[[ Document excerpt, beginning ]]
The anis are the three species of birds in the genus Crotophaga of the cuckoo family. They are essentially tropical New World birds, although the range of two species just reaches the United States.

Unlike some cuckoos, the anis are not brood parasites, but nest communally, the cup nest being built by several pairs from 2–6 m high in a tree. A number of females lay their eggs in the nest and then share incubation and feeding.

The anis are large black birds with a long tail and a deep ridged black bill. Their flight is weak and wobbly, but they run well, and usually feed on the ground.

These are very gregarious species, always found in noisy groups. Anis feed on termites, large insects, and even lizards and frogs. The claim that they will remove ticks and other parasites from grazing animals has been disputed; while there is no doubt that anis follow grazing animals to catch disturbed insects and will occasionally eat fallen ticks, there is no proof that they remove ticks from the animals' bodies.

==Taxonomy==
The genus Crotophaga was introduced in 1758 by the Swedish naturalist Carl Linnaeus in the tenth edition of his Systema Naturae to accommodate a single species, the smooth-billed ani (Crotophaga ani). The genus name combines the Ancient Greek krotōn meaning "tick" with -phagos meaning "-eating". Linnaeus cited the Irish physician Patrick Browne who in 1756 in his The Civil and Natural History of Jamaica had used the name Crotophaga and remarked that smooth-billed anis "live chiefly upon ticks and other small vermin; and may be frequently seen jumping about all cows and oxen in the fields". The name "Ani" was used in 1648 by German naturalist Georg Marcgrave in his Historia Naturalis Brasiliae. Marcgrave did not explain the origin of the word, but it is probably derived from the Tupi language.
[[ Document excerpt, end ]]
[[ Input data, beginning ]]
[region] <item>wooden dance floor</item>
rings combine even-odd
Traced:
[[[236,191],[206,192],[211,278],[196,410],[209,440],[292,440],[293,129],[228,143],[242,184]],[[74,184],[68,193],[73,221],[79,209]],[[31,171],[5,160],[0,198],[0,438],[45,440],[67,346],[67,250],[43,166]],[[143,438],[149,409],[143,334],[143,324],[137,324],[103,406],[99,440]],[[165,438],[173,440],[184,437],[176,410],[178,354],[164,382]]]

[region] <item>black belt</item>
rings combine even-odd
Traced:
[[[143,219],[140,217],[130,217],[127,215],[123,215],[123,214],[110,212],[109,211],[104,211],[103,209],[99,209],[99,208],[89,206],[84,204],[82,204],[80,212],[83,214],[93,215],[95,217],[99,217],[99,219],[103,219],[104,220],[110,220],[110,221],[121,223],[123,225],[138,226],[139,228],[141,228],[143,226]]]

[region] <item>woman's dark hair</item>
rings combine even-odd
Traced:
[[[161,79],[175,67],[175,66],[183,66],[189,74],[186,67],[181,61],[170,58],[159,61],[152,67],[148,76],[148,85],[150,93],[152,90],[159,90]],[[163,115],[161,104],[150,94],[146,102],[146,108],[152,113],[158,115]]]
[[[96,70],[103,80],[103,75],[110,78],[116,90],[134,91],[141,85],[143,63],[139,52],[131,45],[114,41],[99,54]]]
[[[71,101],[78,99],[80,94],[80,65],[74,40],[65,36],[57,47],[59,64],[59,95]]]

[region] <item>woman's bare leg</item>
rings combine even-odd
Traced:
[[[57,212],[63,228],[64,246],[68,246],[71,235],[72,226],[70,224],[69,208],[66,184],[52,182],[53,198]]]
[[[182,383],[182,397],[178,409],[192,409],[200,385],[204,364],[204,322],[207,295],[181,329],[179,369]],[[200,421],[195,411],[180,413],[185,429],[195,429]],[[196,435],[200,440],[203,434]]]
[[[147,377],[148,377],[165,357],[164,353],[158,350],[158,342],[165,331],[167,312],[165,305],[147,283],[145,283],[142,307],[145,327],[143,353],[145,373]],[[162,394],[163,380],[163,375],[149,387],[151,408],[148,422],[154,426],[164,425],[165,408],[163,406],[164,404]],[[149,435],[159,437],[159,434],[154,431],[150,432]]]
[[ Input data, end ]]
_Questions:_
• 1. Duplicate the passage from the ani text starting at "Unlike some cuckoos, the" and ending at "on the ground.".
• 2. List every person named in the ani text.
The rows have nothing to do with what you're asked here.

_Exercise results:_
• 1.
Unlike some cuckoos, the anis are not brood parasites, but nest communally, the cup nest being built by several pairs from 2–6 m high in a tree. A number of females lay their eggs in the nest and then share incubation and feeding.

The anis are large black birds with a long tail and a deep ridged black bill. Their flight is weak and wobbly, but they run well, and usually feed on the ground.

• 2.
Carl Linnaeus
Patrick Browne
Georg Marcgrave